*** TEXTO PROPORCIONADO

Lourdes Marín | El Economista
“Las consecuencias de negociar con los alimentos son dramáticas, porque generan hambre pero también enfermedades como la obesidad”. Esther Vivas explica así las contradicciones e injusticias que plantea el complejo sistema agroalimentario actual, al que sí hay alternativa.
¿Con qué fin nace este libro ‘El negocio de la comida’?
Mi objetivo es dar otra mirada sobre el discurso mayoritario que existe en relación a las políticas agroalimentarias. En general, este nos dice que nuestro modelo de agricultura y alimentación es el mejor de los posibles: que acabará con el hambre en el mundo, que nunca antes habíamos comido de una manera tan segura y que los campesinos pueden vivir dignamente de su trabajo. Pero en realidad, las cifras que arrojan organizaciones como la de las Naciones Unidas para la Alimentación y la Agricultura (FAO), demuestran que estas afirmaciones no son del todo ciertas. De hecho, este sistema genera hambre en un mundo de abundancia y hace que el campesinado desaparezca.
¿Cuáles son los efectos de esto sobre la economía y la alimentación a nivel global?

******
*** MATERIAL PROPORCIONADO

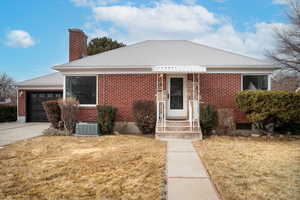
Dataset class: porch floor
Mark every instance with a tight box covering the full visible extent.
[155,120,202,140]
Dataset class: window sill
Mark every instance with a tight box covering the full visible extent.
[79,104,97,107]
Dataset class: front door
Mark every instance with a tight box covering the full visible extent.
[167,75,187,119]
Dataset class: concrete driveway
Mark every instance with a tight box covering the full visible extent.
[0,122,49,146]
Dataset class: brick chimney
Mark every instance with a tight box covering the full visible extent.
[69,28,87,62]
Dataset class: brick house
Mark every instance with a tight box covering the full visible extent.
[18,29,275,138]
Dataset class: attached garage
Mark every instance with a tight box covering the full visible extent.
[17,73,63,122]
[26,91,63,122]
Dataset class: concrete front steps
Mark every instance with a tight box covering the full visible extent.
[155,120,202,140]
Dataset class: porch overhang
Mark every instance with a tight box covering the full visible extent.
[152,65,206,73]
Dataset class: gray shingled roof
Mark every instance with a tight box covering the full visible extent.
[16,72,63,88]
[54,40,272,70]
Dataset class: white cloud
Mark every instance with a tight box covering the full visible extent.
[183,0,197,5]
[272,0,289,5]
[71,0,287,58]
[5,30,35,48]
[70,0,119,7]
[93,3,219,33]
[194,22,287,58]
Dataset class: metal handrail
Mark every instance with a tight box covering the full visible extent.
[156,101,167,132]
[189,100,200,131]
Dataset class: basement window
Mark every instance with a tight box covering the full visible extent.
[243,75,269,90]
[66,76,97,105]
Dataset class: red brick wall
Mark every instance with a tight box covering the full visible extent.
[69,29,87,61]
[98,74,156,121]
[18,74,246,122]
[200,74,247,122]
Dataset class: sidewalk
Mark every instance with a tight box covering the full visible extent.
[167,140,219,200]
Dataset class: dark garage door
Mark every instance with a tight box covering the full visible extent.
[26,92,62,122]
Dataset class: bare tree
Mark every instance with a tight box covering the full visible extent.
[267,0,300,72]
[0,73,17,102]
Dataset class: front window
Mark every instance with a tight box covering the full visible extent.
[243,75,269,90]
[66,76,97,104]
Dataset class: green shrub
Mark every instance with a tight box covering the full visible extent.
[0,105,17,122]
[97,105,117,134]
[132,100,156,134]
[200,105,218,135]
[58,97,79,135]
[42,100,61,129]
[42,128,70,136]
[236,91,300,129]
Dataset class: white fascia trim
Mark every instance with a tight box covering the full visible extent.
[17,86,63,90]
[62,69,274,76]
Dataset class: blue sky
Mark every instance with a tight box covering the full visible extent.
[0,0,287,81]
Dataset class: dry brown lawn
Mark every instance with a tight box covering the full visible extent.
[0,136,166,200]
[194,137,300,200]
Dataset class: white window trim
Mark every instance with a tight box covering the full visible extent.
[63,74,98,107]
[241,73,272,91]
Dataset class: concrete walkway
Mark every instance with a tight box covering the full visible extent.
[167,139,219,200]
[0,122,49,147]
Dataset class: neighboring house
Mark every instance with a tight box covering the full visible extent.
[18,29,275,138]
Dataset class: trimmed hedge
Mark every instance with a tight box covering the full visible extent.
[42,100,61,129]
[0,105,17,122]
[97,105,117,134]
[236,90,300,129]
[133,100,156,134]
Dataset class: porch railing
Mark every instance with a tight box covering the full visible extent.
[156,101,167,132]
[189,100,200,131]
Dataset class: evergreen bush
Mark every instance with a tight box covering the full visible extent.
[132,100,156,134]
[97,105,117,134]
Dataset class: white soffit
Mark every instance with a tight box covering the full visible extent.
[152,65,206,73]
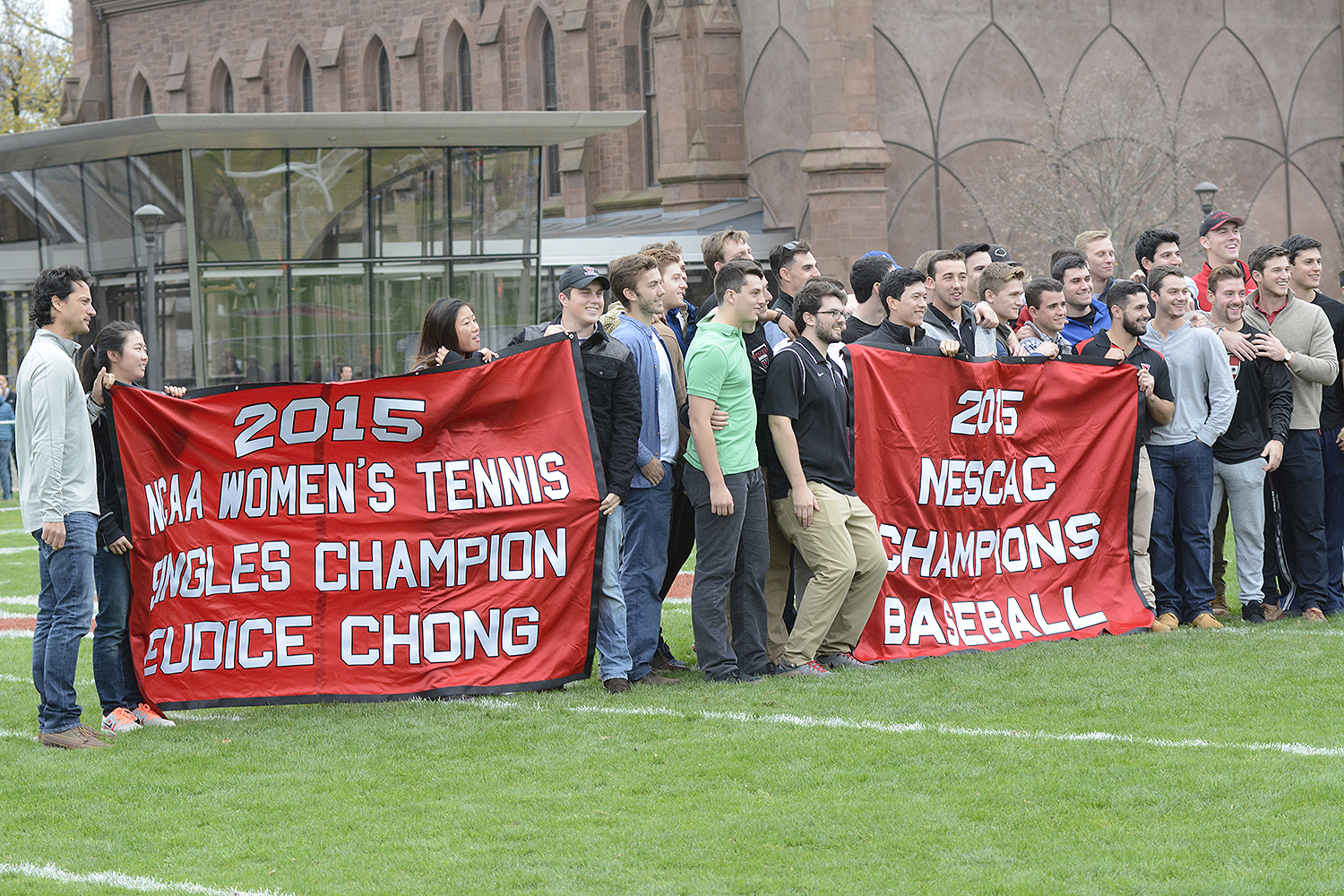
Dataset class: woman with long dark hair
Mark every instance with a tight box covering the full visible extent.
[80,321,187,731]
[411,298,495,371]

******

● DESCRIPCIÓN DEL EJERCICIO
Cita de la entrevista sobre el negocio de la comida todo lo que va desde "Lourdes Marín |" hasta "de la comida’?".

● SOLUCIÓN
Lourdes Marín | El Economista
“Las consecuencias de negociar con los alimentos son dramáticas, porque generan hambre pero también enfermedades como la obesidad”. Esther Vivas explica así las contradicciones e injusticias que plantea el complejo sistema agroalimentario actual, al que sí hay alternativa.
¿Con qué fin nace este libro ‘El negocio de la comida’?